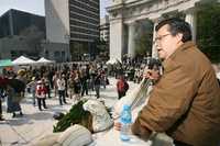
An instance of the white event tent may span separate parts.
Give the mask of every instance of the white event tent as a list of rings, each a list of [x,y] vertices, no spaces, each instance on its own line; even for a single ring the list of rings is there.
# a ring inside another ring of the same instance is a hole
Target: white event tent
[[[52,64],[52,63],[54,63],[54,60],[50,60],[44,57],[41,57],[36,63],[37,64]]]

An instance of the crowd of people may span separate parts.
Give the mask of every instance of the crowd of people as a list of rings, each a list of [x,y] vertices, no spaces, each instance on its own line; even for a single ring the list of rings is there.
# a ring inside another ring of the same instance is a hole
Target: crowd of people
[[[100,88],[106,88],[108,83],[107,70],[101,64],[31,67],[20,69],[18,72],[4,70],[0,78],[0,101],[7,97],[7,112],[12,113],[12,117],[15,117],[16,112],[21,116],[23,115],[20,102],[24,98],[25,91],[32,94],[32,104],[42,111],[47,109],[46,99],[51,98],[57,97],[57,103],[63,105],[67,104],[66,98],[73,99],[74,102],[79,101],[81,97],[89,94],[89,90],[92,90],[98,99],[100,98]],[[1,106],[0,110],[2,113]],[[2,120],[2,114],[0,117]]]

◇ ◇ ◇ ◇ ◇ ◇ ◇

Rewrite all the items above with every "white event tent" changed to "large white canopy" and everything else left unchanged, omitting the pictures.

An instance of the large white canopy may span separate parts.
Give the mask of every instance of the large white canopy as a list of rings, each a list of [x,y] vertices, no spaces, each instance on its own line; even for a single ring the list of rings is there.
# a ring inside another ring of the same instance is a hole
Target: large white canopy
[[[52,64],[52,63],[54,63],[54,60],[50,60],[44,57],[41,57],[36,63],[37,64]]]

An instance of the crowd of people may span separate parts.
Give the mask of every instance of the crowd of people as a list of rings, each a list of [x,y] vertices, no spaces, each instance on its own line; even for a single ring the list of rings is there.
# a ring inside another ring of the same instance is a hole
Target: crowd of people
[[[100,88],[106,88],[108,83],[107,70],[101,64],[31,67],[20,69],[18,72],[4,70],[0,78],[0,101],[7,97],[7,112],[12,113],[12,117],[15,117],[16,112],[21,116],[23,115],[20,102],[24,98],[25,91],[32,94],[32,104],[42,111],[47,109],[46,99],[51,98],[57,97],[57,103],[63,105],[67,104],[66,98],[73,99],[74,102],[79,101],[81,97],[89,94],[89,90],[92,90],[98,99],[100,98]],[[1,106],[0,110],[2,113]],[[2,120],[2,114],[0,117]]]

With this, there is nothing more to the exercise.